(DATA RECORDS)
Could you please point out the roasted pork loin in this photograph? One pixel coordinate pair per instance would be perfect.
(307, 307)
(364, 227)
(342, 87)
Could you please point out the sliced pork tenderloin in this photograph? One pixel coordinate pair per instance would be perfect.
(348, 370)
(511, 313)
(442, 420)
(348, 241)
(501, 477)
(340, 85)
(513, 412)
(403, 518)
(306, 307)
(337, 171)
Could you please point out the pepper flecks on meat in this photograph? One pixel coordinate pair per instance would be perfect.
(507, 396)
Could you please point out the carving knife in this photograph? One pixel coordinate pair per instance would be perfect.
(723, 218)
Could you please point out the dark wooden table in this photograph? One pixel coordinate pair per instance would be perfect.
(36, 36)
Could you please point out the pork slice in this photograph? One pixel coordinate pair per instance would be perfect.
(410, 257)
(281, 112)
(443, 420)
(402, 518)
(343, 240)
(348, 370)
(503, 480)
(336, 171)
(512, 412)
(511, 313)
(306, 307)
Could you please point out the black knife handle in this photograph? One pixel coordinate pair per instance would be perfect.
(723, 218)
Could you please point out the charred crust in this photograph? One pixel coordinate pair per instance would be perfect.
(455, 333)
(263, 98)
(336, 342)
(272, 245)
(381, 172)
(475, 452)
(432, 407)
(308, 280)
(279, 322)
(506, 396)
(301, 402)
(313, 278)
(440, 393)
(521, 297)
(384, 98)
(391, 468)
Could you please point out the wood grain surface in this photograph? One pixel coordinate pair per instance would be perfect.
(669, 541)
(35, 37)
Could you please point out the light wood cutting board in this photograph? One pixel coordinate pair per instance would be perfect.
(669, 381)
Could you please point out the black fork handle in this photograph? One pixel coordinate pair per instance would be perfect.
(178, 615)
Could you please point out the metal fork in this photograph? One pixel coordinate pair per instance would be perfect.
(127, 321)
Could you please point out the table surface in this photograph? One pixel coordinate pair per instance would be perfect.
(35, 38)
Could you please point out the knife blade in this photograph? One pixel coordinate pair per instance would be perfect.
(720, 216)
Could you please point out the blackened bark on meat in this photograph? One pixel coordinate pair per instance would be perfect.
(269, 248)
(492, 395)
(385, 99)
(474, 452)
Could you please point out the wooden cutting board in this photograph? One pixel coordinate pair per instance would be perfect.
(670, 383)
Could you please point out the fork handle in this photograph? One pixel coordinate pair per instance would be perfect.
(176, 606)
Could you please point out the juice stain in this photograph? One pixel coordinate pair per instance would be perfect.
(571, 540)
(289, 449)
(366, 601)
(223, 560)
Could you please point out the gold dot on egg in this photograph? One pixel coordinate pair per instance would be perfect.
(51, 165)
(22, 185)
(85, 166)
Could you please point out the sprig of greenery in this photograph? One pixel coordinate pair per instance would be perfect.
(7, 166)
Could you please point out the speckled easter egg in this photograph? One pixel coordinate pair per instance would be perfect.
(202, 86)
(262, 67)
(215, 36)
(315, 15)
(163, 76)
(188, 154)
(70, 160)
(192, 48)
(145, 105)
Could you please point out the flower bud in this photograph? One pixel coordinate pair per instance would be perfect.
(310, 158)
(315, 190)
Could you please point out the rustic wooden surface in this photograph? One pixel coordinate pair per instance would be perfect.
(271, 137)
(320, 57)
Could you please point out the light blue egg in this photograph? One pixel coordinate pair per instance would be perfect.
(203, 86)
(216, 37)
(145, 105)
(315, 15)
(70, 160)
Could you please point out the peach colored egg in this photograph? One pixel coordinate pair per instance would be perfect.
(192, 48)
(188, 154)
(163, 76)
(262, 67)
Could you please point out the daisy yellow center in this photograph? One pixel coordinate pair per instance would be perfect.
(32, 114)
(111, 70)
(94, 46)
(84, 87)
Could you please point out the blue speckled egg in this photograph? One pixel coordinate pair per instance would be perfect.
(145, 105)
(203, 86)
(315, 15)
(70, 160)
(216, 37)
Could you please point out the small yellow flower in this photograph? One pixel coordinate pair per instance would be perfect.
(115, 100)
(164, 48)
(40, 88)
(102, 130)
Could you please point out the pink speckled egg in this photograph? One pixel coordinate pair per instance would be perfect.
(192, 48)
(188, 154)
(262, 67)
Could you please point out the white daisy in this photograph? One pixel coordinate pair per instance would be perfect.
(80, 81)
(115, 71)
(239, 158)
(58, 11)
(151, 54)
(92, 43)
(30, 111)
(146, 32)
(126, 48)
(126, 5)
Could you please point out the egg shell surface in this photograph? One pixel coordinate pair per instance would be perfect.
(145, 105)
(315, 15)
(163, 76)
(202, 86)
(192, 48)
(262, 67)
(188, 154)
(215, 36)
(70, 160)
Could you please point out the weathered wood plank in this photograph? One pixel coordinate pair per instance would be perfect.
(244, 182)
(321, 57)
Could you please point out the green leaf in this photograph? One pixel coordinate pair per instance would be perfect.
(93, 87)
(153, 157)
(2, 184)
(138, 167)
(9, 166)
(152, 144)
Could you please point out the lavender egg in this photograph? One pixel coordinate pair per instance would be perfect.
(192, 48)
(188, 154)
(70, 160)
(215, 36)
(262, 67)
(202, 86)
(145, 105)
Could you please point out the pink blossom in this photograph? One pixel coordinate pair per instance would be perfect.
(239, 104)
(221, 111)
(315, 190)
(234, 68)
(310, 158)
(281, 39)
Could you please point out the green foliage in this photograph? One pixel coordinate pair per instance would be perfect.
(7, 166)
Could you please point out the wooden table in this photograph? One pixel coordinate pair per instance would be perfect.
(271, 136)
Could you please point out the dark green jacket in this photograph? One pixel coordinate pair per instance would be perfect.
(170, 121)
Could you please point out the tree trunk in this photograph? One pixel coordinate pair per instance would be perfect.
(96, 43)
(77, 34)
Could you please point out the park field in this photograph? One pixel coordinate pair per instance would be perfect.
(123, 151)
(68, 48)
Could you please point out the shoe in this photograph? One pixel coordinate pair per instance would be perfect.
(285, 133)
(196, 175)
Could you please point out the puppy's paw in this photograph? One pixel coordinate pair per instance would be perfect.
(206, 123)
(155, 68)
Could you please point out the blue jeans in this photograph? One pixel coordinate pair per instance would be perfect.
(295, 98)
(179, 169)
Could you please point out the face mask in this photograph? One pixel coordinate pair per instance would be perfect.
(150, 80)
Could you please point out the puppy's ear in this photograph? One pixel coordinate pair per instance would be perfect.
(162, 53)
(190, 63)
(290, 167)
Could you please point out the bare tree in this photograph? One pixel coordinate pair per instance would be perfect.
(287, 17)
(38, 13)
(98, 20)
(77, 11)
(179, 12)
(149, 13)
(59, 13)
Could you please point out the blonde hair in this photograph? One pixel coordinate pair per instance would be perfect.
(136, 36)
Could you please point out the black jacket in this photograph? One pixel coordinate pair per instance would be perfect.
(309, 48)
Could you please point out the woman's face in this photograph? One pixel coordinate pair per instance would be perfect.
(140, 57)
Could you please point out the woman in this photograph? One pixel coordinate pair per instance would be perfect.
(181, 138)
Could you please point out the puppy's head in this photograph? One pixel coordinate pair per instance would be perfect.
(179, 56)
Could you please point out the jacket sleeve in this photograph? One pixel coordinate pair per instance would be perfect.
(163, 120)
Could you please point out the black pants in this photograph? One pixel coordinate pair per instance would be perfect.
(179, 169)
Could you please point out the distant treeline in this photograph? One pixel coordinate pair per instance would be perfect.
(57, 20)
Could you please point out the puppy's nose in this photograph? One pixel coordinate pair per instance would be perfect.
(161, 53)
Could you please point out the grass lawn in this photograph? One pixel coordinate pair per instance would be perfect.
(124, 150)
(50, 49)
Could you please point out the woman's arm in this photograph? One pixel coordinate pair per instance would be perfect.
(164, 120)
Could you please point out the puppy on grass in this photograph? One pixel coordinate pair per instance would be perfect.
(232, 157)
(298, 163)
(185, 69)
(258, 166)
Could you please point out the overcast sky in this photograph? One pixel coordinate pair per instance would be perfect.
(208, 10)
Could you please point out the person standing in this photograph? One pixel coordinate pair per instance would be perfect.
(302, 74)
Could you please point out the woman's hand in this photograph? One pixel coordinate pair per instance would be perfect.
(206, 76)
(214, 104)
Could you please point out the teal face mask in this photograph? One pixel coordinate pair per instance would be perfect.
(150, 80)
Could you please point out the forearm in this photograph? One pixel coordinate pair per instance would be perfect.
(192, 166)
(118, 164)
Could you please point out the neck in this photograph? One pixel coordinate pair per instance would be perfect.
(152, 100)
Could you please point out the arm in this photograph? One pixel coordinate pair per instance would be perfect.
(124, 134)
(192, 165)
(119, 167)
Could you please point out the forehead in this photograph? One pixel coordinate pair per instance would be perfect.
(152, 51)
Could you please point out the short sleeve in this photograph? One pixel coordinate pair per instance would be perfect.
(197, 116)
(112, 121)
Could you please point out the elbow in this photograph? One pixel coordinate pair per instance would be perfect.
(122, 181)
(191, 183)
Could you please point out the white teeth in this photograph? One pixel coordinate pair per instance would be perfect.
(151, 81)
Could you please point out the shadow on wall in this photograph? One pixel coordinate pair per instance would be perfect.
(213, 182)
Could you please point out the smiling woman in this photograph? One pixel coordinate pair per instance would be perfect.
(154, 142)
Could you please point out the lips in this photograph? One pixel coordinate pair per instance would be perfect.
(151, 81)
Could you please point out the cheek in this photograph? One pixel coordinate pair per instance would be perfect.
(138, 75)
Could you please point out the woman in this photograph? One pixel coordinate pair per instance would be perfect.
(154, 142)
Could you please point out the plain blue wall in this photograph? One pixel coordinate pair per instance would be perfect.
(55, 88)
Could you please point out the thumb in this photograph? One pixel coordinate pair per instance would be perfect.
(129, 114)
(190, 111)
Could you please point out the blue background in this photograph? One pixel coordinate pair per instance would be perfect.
(End DATA RECORDS)
_WORK REQUIRED_.
From the line that holds "Could you please point out the smiling" to the last line of the records above, print each line exactly. Add nothing else.

_RESULT OF THIS EXERCISE_.
Could you please point out the smiling woman in this photograph? One pixel coordinate pair per instance would be perfect.
(154, 142)
Could you please point out the lips in this photograph? One pixel coordinate pair per instance would be perfect.
(151, 81)
Could you please point out the cheek in this photograph? One pixel coordinate pair per instance would be perfect.
(138, 75)
Could you please point out the woman in this photograph? One pixel coordinate pair per instance would be perfect.
(154, 142)
Could you please point out the plain blue wall in this photograph? One pixel coordinate pair per instance would be perfect.
(55, 88)
Could you please point out the thumb in this photograph? One pixel coordinate pair per instance would be perfect.
(129, 114)
(190, 111)
Could you please point out the blue background in this photograph? One pixel coordinate pair per instance would be perfect.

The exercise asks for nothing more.